Task brief ::
Copy the lines below, substituting "image" for each occurrence of "photo" and leaving everything else unchanged. Leave the pictures out of your copy.

Material shown ::

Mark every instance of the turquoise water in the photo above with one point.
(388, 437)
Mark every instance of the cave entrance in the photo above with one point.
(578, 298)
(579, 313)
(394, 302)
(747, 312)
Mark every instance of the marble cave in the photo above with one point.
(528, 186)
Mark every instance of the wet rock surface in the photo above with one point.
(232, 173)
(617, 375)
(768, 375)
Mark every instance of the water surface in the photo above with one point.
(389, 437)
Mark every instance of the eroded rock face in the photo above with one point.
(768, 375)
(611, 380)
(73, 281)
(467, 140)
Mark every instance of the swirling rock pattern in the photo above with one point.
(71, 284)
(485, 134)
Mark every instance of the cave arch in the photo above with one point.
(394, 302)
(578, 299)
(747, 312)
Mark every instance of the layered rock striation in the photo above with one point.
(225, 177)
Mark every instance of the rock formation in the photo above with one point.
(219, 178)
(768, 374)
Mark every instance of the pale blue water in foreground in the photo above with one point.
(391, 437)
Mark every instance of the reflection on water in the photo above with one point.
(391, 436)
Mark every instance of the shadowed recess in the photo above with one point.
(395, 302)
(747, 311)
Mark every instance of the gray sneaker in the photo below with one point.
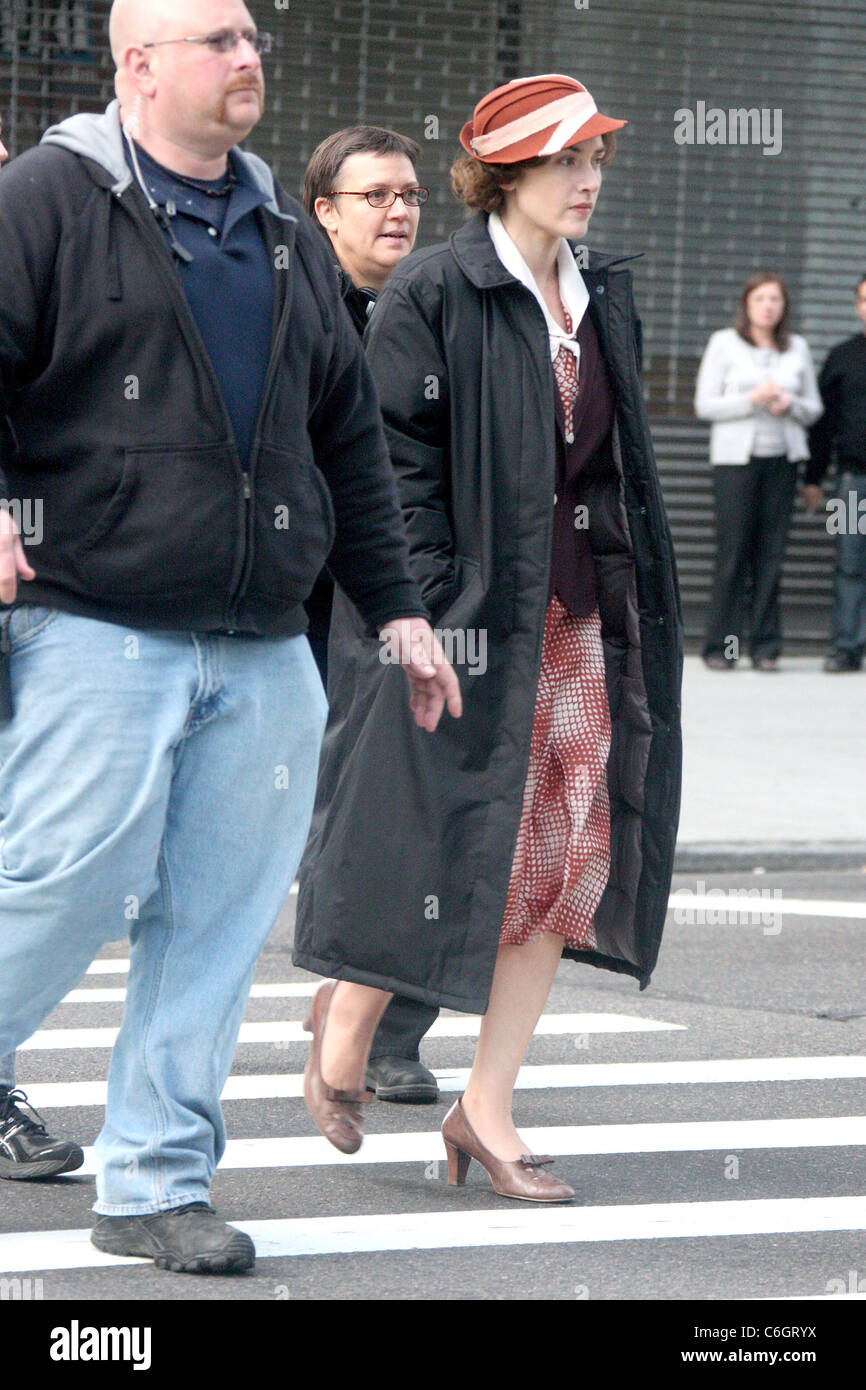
(27, 1150)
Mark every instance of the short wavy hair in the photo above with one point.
(480, 185)
(331, 154)
(741, 319)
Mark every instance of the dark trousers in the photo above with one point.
(754, 503)
(403, 1025)
(319, 612)
(850, 602)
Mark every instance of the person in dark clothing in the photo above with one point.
(350, 191)
(542, 823)
(27, 1150)
(367, 238)
(223, 438)
(841, 432)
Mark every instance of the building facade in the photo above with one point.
(742, 152)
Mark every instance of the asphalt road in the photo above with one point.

Complete output ::
Mark every instance of the turquoise water in the image above with one point.
(388, 437)
Mark every instance of the cave entrance in the image above with one point.
(578, 298)
(579, 313)
(394, 302)
(747, 312)
Mark every instance of the marble cave in the image above with one point.
(528, 186)
Mark every instance of the wet rock surface in the image above with one point.
(232, 173)
(617, 375)
(768, 375)
Mark every instance of the water surface in the image above with one point.
(389, 437)
Mark every instance of the eroded rock face in the image above with one point.
(768, 375)
(611, 380)
(73, 281)
(467, 140)
Mark every instance of the swirling rock pattern in the image above with one point.
(71, 284)
(485, 134)
Mark every instance of the cave arch in the image above with one point.
(394, 302)
(578, 299)
(747, 312)
Mark every instance of the layered rock striation in the image above with one point.
(225, 177)
Mark every instance of the rock formation in the image above with one point.
(219, 178)
(768, 374)
Mark every instance of the pale blue water in foreground in the image above with one point.
(391, 437)
Mark every instance of the reflection on water in the image above with one point.
(391, 436)
Mark every instance of the shadowed recess in the image above with one point.
(395, 302)
(747, 311)
Mark every instance of the gray sneaker in the image below with one point.
(27, 1150)
Mark every instance of the short wavy hair in the image above with one point.
(480, 185)
(331, 154)
(741, 319)
Mark every instance of the dark trousers in the image above with one point.
(754, 503)
(403, 1025)
(319, 612)
(850, 602)
Mark every instance of the person in dark clothing in the image above with one point.
(350, 191)
(542, 823)
(27, 1150)
(367, 238)
(223, 438)
(841, 432)
Mark every instance of the building facade in the image above with one point.
(742, 152)
Mark every instance of the asphalt road in the image above with one point.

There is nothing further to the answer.